### DOCUMENT PASSAGE
Stimulus funding could help crack autism’s genetics

by Nancy Fliesler on October 1, 2009

A typical readout of data from "next generation" DNA sequencing, used by Walsh's lab in autism patients. The sequencer samples a patient's DNA in tens of millions short, overlapping bites -- a few dozen letters of code -- then strings these together to build the whole sequence.

A typical readout of data from "next generation" DNA sequencing, used by Walsh's lab in autism patients. The sequencer samples a patient's DNA in tens of millions short, overlapping bites -- a few dozen letters of code -- then strings these together to build the whole sequence.

Yesterday the White House announced $5 billion in stimulus funding for groundbreaking medical research. One very exciting project aims to (finally) get at the many genetic causes of autism through whole-genome sequencing, and it’s happening here at Children’s. The $4.5 million project, supported by the National Institute of Mental Health, will be led by Christopher Walsh, MD, PhD, chief of Children’s Division of Genetics, with collaborators at Harvard Medical School and the Broad Institute.

About a dozen genetic aberrations have been discovered in autism, including several by researchers at Children’s (see here and here), yet there’s still no genetic explanation for about 85 percent of people with autism. Using the latest gene sequencing technology, with a heavy dose of informatics to intepret a huge flood of data, the researchers will focus first on the most valuable 2 percent of the genome that directly codes for proteins. Patients whose genetic cause remains a mystery will then have their entire genome sequenced — all 3.2 billion combinations of A, C, T and G that make up our 20,000 to 25,000 genes. It may be that critical “on/off” switches that are failing in autism lie within the vast stretches of the genome that don’t code for proteins — our so-called “junk” DNA.

Collected data entries
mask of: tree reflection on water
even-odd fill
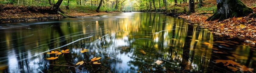
[[[125,13],[35,22],[31,23],[37,24],[30,25],[29,29],[1,30],[1,55],[5,57],[0,58],[0,70],[4,73],[234,72],[215,63],[216,60],[232,60],[255,69],[253,46],[244,45],[246,43],[237,38],[214,36],[197,24],[162,15]],[[100,18],[92,18],[95,17]],[[45,59],[53,56],[46,52],[67,49],[70,52],[63,57]],[[80,53],[85,49],[89,51]],[[75,65],[94,57],[101,57],[96,61],[101,64]],[[158,60],[164,62],[154,63]]]

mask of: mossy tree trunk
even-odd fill
[[[217,9],[216,12],[207,21],[218,22],[233,17],[243,17],[253,13],[251,9],[246,6],[240,0],[216,0]]]
[[[96,12],[99,12],[99,9],[100,8],[100,6],[101,6],[101,5],[102,4],[103,1],[103,0],[100,0],[100,1],[99,2],[99,6],[98,6],[97,9],[96,9]]]
[[[201,6],[203,6],[203,0],[199,0],[199,3],[198,5],[198,7],[201,8]]]
[[[189,0],[189,12],[187,15],[190,15],[191,13],[194,13],[196,12],[196,10],[195,9],[195,0]]]
[[[174,4],[175,5],[178,4],[178,2],[177,1],[177,0],[174,0],[174,3],[175,3]]]
[[[60,4],[63,0],[58,0],[57,3],[56,4],[53,4],[53,5],[52,6],[50,14],[57,14],[58,12],[58,11],[59,11],[62,13],[64,13],[64,12],[60,10],[59,8],[59,6],[60,6]]]

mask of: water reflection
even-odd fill
[[[30,29],[1,30],[2,72],[234,72],[215,63],[218,59],[255,68],[254,46],[214,36],[196,25],[162,14],[129,12],[55,20],[21,22]],[[67,49],[70,53],[63,57],[45,59],[56,56],[46,52]],[[80,53],[85,49],[89,52]],[[95,57],[102,57],[97,61],[101,64],[75,65]],[[158,60],[164,62],[154,64]]]

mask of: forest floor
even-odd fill
[[[256,0],[241,0],[247,7],[254,10],[256,13]],[[179,17],[186,19],[193,23],[198,23],[201,27],[204,27],[211,30],[212,33],[220,36],[232,38],[236,37],[246,40],[256,40],[256,19],[249,18],[248,16],[233,18],[224,20],[222,21],[207,21],[208,17],[213,15],[212,8],[216,11],[216,3],[215,0],[208,0],[203,2],[203,7],[199,8],[196,3],[196,12],[189,16],[183,14]],[[188,3],[177,5],[177,6],[188,8]]]
[[[49,14],[46,13],[46,10],[50,8],[49,7],[24,6],[10,4],[2,5],[3,6],[2,8],[4,11],[3,12],[0,12],[0,23],[63,18],[63,16],[60,15]],[[68,10],[68,12],[67,12],[67,9],[64,8],[64,6],[60,7],[63,12],[68,12],[65,14],[76,17],[120,13],[118,12],[97,13],[92,11],[86,11],[86,12],[88,13],[84,13],[81,12],[81,11],[77,11],[72,9]]]

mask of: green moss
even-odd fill
[[[249,18],[256,18],[256,13],[253,13],[251,14],[250,16],[249,16]]]
[[[247,16],[250,14],[252,13],[253,10],[247,7],[243,9],[243,16]]]
[[[223,2],[221,2],[221,3],[218,3],[218,4],[217,5],[217,8],[220,8],[221,7],[222,7],[222,6],[223,5]]]
[[[238,16],[237,15],[238,13],[237,12],[234,12],[232,13],[232,16],[231,16],[231,17],[237,17]]]

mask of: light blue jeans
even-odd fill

### REQUIRED ACTION 1
According to the autism genetics article, which institute supports the whole-genome sequencing project?
### REQUIRED ACTION 2
Quote the autism genetics article word for word, starting at the words "Yesterday the White" and stopping after the words "the Broad Institute.".
### REQUIRED ACTION 3
List the letters that the autism genetics article says make up the genome sequence.

### TASK RESULT 1
The National Institute of Mental Health.

### TASK RESULT 2
Yesterday the White House announced $5 billion in stimulus funding for groundbreaking medical research. One very exciting project aims to (finally) get at the many genetic causes of autism through whole-genome sequencing, and it’s happening here at Children’s. The $4.5 million project, supported by the National Institute of Mental Health, will be led by Christopher Walsh, MD, PhD, chief of Children’s Division of Genetics, with collaborators at Harvard Medical School and the Broad Institute.

### TASK RESULT 3
A, C, T, G